▶

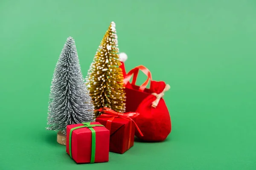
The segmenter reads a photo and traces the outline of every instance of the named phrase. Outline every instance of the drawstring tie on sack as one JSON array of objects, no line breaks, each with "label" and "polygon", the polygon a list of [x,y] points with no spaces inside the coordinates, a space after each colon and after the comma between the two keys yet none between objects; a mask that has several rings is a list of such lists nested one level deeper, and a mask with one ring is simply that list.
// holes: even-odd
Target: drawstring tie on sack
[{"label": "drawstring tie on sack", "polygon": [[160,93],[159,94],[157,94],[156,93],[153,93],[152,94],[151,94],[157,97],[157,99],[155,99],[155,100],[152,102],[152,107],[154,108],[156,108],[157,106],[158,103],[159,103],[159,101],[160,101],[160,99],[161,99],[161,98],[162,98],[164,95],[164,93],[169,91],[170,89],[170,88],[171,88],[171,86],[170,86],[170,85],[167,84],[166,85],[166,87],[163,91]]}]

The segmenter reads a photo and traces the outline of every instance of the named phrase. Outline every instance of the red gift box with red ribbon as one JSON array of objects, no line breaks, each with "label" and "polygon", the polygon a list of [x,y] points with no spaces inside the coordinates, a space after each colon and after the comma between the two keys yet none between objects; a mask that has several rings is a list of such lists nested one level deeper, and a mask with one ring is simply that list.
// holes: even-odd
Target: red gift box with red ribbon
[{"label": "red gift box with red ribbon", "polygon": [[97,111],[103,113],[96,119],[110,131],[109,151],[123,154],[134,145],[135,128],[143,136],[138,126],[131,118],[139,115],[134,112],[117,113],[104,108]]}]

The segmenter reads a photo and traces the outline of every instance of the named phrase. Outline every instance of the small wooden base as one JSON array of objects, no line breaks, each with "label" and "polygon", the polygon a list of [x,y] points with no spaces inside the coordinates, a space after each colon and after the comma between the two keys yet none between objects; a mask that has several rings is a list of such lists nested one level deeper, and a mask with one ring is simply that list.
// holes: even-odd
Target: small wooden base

◀

Work to do —
Give the rows from the line containing "the red gift" through the line containing "Target: red gift box with red ribbon" as a numbered list, leaving out any blank lines.

Output of the task —
1. The segmenter reads a photo and traces the outline of every instance of the named phrase. Outline every instance of the red gift box with red ribbon as one JSON array of objects, no line breaks, each with "label" and "polygon", the polygon a list of [x,y] points with no spaces inside the coordinates, a space after each colon and after the comma between the two keys yet none between objects; a mask that has several rings is a list of such lists nested one level deeper, and a mask with one ring is simply that list.
2. // holes: even-odd
3. Target: red gift box with red ribbon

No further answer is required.